= WHAT IS REQUIRED =
Find the line that contains "of the water" in the entries below. Output it and each later line exactly, and nothing else.

=== DATA SUPPLIED ===

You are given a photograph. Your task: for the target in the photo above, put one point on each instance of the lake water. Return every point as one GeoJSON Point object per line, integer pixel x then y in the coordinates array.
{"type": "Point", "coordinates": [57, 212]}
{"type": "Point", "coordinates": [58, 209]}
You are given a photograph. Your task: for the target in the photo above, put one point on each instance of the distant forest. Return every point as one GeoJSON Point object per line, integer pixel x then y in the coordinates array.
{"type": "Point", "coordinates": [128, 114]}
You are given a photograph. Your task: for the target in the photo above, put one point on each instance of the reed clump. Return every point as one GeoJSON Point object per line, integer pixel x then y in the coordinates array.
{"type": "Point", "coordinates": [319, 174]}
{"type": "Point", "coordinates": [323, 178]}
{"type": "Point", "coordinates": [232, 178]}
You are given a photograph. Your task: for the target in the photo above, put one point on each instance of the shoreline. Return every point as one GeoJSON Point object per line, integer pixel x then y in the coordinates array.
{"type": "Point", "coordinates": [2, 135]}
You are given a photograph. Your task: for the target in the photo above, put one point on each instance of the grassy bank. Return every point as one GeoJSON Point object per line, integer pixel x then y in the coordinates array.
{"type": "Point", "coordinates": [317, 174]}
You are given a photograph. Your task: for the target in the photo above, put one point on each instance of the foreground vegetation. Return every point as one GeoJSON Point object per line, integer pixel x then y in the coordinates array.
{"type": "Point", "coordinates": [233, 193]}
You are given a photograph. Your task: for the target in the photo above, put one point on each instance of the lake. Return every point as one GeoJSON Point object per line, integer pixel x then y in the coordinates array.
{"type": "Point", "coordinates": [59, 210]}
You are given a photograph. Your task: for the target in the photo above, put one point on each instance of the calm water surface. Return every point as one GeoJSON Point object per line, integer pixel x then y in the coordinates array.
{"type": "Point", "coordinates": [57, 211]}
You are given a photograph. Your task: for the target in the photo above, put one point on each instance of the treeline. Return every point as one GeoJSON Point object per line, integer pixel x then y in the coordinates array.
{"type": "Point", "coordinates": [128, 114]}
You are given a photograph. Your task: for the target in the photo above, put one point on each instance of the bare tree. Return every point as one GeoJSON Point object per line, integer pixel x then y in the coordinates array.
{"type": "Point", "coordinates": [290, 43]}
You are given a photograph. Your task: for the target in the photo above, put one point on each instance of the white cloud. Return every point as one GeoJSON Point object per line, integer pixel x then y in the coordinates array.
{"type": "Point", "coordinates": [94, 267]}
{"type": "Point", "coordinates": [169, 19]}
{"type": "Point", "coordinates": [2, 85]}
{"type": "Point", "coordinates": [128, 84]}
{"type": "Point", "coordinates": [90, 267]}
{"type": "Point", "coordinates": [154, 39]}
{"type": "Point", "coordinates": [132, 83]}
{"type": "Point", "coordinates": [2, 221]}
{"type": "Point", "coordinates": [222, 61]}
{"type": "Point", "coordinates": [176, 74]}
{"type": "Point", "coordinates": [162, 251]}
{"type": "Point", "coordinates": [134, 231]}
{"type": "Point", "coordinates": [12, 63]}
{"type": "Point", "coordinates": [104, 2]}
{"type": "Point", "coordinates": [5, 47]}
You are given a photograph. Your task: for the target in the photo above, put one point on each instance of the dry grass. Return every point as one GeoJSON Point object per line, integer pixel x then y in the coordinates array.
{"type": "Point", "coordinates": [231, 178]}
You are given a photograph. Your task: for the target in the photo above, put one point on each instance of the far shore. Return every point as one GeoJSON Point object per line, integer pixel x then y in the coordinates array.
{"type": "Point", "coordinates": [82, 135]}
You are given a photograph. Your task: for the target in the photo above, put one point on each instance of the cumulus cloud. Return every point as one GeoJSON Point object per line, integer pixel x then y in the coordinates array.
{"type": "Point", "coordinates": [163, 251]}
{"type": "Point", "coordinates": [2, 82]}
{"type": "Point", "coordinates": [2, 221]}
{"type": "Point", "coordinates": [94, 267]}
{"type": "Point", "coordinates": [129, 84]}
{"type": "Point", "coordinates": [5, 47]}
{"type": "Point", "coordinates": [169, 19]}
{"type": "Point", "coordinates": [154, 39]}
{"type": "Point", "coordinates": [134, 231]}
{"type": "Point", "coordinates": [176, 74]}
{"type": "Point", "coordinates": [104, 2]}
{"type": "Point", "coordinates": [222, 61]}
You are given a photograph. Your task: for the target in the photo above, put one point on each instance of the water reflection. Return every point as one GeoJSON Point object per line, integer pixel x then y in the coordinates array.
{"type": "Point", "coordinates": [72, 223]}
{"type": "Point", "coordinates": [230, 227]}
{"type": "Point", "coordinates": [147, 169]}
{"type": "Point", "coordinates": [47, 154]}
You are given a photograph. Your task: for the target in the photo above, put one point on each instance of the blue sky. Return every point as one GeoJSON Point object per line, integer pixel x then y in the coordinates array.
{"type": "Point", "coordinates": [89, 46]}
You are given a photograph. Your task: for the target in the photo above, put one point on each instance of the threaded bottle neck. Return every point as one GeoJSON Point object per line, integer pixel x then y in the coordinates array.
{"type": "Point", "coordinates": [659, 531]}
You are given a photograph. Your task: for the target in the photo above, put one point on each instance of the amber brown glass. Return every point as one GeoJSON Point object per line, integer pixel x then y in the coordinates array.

===

= FINISHED TASK =
You are given a photograph. Your task: for the target in the photo above, put one point on each instance of the water reflection. Return every point as one GeoJSON Point object per line, integer pixel x then y in the coordinates array.
{"type": "Point", "coordinates": [72, 223]}
{"type": "Point", "coordinates": [230, 227]}
{"type": "Point", "coordinates": [147, 169]}
{"type": "Point", "coordinates": [47, 154]}
You are given a photograph. Your task: for the target in the photo above, put one point on each instance of the blue sky. Return every point as one GeoJSON Point object per line, integer pixel x then y in the coordinates array.
{"type": "Point", "coordinates": [89, 46]}
You are given a photograph. Your task: for the target in the photo above, put one point on each instance of the threaded bottle neck. Return every point as one GeoJSON Point object per line, integer pixel x then y in the coordinates array.
{"type": "Point", "coordinates": [659, 531]}
You are given a photograph. Your task: for the target in the photo above, put one point on each instance of the amber brown glass. Return every point as one GeoJSON Point object per line, integer pixel x then y in the coordinates array.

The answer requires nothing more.